== Provided text
In this comment I will try to sketch out
- the background to the Chakrabarti Inquiry
- a summary of the Report’s conclusions
- how it has been received by those who generated the panic
- a scorecard of what it has achieved and avoided.
Despite having been Jewish all my life I have only experienced two antisemitic incidents. Neither had anything to do with the Labour Party. And I first joined the party in 1961! This is not a uniquely charmed life. The ex-Chief Rabbi Jonathan Sachs, interviewed on television, rather embarrassedly confessed that he had not himself experienced a single antisemitic incident. There can be no doubt that antisemitism, an ugly deformation in any society, has a continuing underground life in Britain as elsewhere, and that we should be alert to its existence and possible increase. But its public manifestations are currently so small that it is really impossible to say whether it is actually going up or down.
How then to explain the moral panic over antisemitism, specifically in the Labour Party, that struck the UK body politic earlier this year? There is ample circumstantial evidence that it is the result of a manoeuvre, brilliantly successful, perpetrated (if that is the right word, and I think it is) as a joint enterprise by the friends of Israel and the enemies of Corbyn. These two groups, whose memberships overlap, made common cause, exploiting both their network of contacts in the media and the paid PR apparatus that boosts Israel wrong or wrong. The cause is common because the Labour Party enemies of Corbyn resent his election and are determined to take ‘their’ party back, while Israel has every reason to try to reverse the innovation of a major UK party leader who is a committed supporter of the Palestinian cause.
====
== Collected material
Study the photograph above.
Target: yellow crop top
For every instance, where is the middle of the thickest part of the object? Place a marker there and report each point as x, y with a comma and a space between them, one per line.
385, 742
====
» Objective
Please reproduce, word for word, the passage of the Chakrabarti Inquiry text above between "Despite having been" and "up or down.", inclusive.

» Full output
Despite having been Jewish all my life I have only experienced two antisemitic incidents. Neither had anything to do with the Labour Party. And I first joined the party in 1961! This is not a uniquely charmed life. The ex-Chief Rabbi Jonathan Sachs, interviewed on television, rather embarrassedly confessed that he had not himself experienced a single antisemitic incident. There can be no doubt that antisemitism, an ugly deformation in any society, has a continuing underground life in Britain as elsewhere, and that we should be alert to its existence and possible increase. But its public manifestations are currently so small that it is really impossible to say whether it is actually going up or down.